◆ Problem description:
Return all of the records below word for word, changing nothing.

(Dataset excerpts on pointing at objects)

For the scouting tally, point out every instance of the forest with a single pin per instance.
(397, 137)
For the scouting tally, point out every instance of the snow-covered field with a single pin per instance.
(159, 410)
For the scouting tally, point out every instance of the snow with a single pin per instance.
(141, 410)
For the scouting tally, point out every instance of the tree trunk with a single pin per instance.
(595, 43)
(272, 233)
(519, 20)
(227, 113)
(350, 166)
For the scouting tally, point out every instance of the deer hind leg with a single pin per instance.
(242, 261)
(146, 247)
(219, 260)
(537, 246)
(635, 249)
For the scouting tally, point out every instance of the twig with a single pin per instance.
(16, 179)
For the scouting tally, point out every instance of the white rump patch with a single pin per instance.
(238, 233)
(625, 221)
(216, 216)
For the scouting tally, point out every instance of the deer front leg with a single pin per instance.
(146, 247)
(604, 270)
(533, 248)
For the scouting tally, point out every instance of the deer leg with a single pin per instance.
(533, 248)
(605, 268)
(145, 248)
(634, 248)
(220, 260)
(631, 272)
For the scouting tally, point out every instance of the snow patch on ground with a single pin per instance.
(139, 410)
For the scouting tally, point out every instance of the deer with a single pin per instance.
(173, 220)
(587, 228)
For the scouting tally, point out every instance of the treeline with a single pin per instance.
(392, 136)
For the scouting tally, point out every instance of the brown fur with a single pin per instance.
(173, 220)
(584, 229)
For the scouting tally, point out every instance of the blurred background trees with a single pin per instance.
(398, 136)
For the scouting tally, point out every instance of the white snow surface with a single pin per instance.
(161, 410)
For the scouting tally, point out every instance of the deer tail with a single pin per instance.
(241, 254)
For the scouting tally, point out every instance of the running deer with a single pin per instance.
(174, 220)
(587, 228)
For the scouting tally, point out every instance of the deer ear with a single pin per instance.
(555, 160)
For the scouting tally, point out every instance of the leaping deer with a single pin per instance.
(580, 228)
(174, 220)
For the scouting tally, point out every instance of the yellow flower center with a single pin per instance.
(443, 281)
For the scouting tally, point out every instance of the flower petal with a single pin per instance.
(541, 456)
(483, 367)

◆ Result of this exercise:
For the scouting tally, point out every instance of the forest with a single pin per instance.
(397, 137)
For the scouting tally, point out every instance of the snow-covered field with a single pin per instance.
(159, 410)
For the scouting tally, point out every instance of the snow with a single pin per instance.
(141, 410)
For the scouting tally, point out every instance of the tree trunk with a single pin per instance.
(595, 43)
(272, 233)
(519, 20)
(227, 113)
(350, 166)
For the scouting tally, point out every instance of the deer hind leg with a single pin per instance.
(242, 261)
(146, 247)
(219, 260)
(537, 246)
(635, 249)
For the scouting tally, point out every instance of the twig with a single pin per instance.
(16, 179)
For the scouting tally, point out every instance of the white rump patch with a single pin per instance.
(238, 233)
(625, 221)
(216, 216)
For the scouting tally, point out every instance of the deer front leg with a single pin per instance.
(146, 247)
(604, 270)
(533, 248)
For the scouting tally, point out every instance of the deer leg with a single pin per instance.
(533, 248)
(605, 268)
(145, 248)
(634, 248)
(220, 260)
(631, 272)
For the scouting tally, point out every instance of the snow patch on ground with a single pin per instance.
(139, 410)
For the scouting tally, point out every instance of the deer with a single pin per instance.
(173, 220)
(587, 228)
For the scouting tally, point out every instance of the treeline with a single pin per instance.
(392, 136)
For the scouting tally, point out every instance of the brown fur with a single pin per instance.
(173, 220)
(584, 229)
For the scouting tally, point out every instance of the blurred background trees with a single pin per instance.
(398, 136)
For the scouting tally, point out every instance of the white snow surface with a single pin per instance.
(161, 410)
For the scouting tally, point out every instance of the deer tail with a single pin per instance.
(241, 254)
For the scouting tally, point out every instance of the running deer with a single pin per instance.
(174, 220)
(587, 228)
For the scouting tally, point out every instance of the deer ear with a single pin per instance.
(555, 160)
For the scouting tally, point out every instance of the leaping deer with a single pin per instance.
(580, 228)
(174, 220)
For the scouting tally, point out every instance of the yellow flower center with a single pin per instance.
(443, 281)
For the scouting tally, point out every instance of the flower petal with a single pin per instance.
(541, 456)
(483, 367)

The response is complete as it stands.